3. Contributory Negligence of Volunteer.

[a] (Mass. Sup. 1887) One who volunteers to perform service for a railroad company, and is killed in the performance of such service, cannot recover where the evidence shows a want of due care on his part.-Barstow v. Railroad Co., 10 N. E. 255, 143 Mass. 535.

4. Pleading.

[a] (Ky. App. 1892) In an action against a railroad company for death from negligence of employés, a petition averring that deceased was a transfer agent on defendant's line, but that he was not in defendant's employ, is not bad on demurrer, as showing that deceased was an employé of defendant. -Mefford's Adm'r v. Railroad Co., 20 S. W. 263.

[b] (N. J. Sup. 1895) A complaint for personal injuries alleged that two railroads were engaged in excavating a tunnel beneath their tracks at their intersection; that plaintiff, as the employé of a third person, was working in this tunnel, but contained no allegation that plaintiff or his employer were servants or employed by either one of the roads. Held, that plaintiff must be held to be working upon the excavation as a volunteer.-Wendell v. Railroad Co., 31 Atl. 720, 57 N. J. Law, 467.

RECORDED INFORMATION:
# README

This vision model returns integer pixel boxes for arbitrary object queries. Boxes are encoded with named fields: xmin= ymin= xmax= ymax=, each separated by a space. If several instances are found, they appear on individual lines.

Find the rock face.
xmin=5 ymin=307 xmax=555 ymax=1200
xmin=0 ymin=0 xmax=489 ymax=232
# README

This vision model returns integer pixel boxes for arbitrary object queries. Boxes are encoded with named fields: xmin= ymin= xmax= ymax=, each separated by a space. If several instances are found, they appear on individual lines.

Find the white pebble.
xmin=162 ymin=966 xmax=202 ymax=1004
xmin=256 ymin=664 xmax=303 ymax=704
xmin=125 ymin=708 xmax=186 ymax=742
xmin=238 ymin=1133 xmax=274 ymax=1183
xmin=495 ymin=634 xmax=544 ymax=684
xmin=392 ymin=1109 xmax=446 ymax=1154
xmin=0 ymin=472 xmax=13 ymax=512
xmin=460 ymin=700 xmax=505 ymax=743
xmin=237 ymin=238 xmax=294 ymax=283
==
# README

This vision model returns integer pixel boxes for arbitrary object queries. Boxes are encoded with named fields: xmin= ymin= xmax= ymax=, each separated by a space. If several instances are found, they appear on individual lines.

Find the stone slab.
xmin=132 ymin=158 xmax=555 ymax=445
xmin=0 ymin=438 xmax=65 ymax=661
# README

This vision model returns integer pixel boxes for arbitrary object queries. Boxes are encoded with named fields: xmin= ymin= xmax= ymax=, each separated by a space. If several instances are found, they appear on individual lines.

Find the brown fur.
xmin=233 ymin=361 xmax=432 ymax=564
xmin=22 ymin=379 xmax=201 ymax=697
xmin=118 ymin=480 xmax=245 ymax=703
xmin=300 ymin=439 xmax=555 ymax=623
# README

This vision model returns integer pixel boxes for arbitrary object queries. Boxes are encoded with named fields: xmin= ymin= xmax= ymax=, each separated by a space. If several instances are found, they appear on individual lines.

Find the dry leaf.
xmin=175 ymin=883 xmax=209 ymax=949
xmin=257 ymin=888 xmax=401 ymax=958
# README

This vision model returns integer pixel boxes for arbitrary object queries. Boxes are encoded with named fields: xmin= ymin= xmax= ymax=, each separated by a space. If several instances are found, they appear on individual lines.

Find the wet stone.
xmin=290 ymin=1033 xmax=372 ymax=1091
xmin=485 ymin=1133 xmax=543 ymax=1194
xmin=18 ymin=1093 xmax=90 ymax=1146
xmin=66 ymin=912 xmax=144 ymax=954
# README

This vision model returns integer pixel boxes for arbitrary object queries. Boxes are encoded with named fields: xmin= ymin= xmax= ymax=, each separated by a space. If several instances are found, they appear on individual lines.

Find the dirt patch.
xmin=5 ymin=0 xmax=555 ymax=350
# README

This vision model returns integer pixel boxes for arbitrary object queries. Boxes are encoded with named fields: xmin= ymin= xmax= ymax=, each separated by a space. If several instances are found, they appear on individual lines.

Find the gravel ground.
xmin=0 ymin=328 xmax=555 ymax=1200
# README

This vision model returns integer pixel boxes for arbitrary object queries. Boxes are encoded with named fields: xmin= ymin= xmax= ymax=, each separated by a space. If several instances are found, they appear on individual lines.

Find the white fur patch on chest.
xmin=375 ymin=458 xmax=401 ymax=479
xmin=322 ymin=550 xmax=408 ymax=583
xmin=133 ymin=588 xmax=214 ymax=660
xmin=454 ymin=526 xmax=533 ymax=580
---
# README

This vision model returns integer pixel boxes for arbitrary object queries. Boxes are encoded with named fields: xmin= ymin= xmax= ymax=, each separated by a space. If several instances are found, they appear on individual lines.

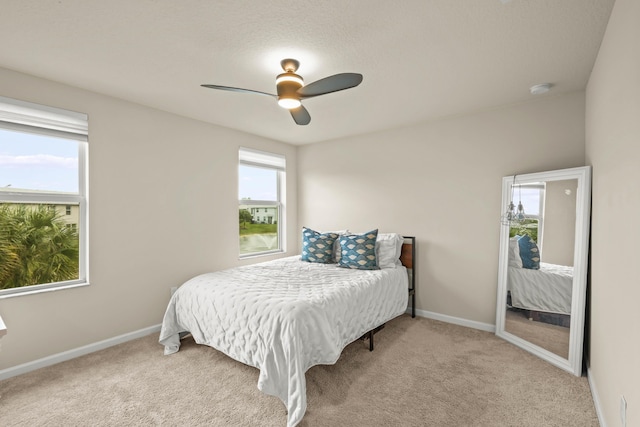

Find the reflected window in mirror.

WHAT YOU WILL DO:
1/ Transcribe the case digest from "[b] (N. J. Sup." to "J. Law, 467.".
2/ List every case name cited in the case digest.

SOLUTIONS BY TASK:
1/
[b] (N. J. Sup. 1895) A complaint for personal injuries alleged that two railroads were engaged in excavating a tunnel beneath their tracks at their intersection; that plaintiff, as the employé of a third person, was working in this tunnel, but contained no allegation that plaintiff or his employer were servants or employed by either one of the roads. Held, that plaintiff must be held to be working upon the excavation as a volunteer.-Wendell v. Railroad Co., 31 Atl. 720, 57 N. J. Law, 467.

2/
Barstow v. Railroad Co.
Mefford's Adm'r v. Railroad Co.
Wendell v. Railroad Co.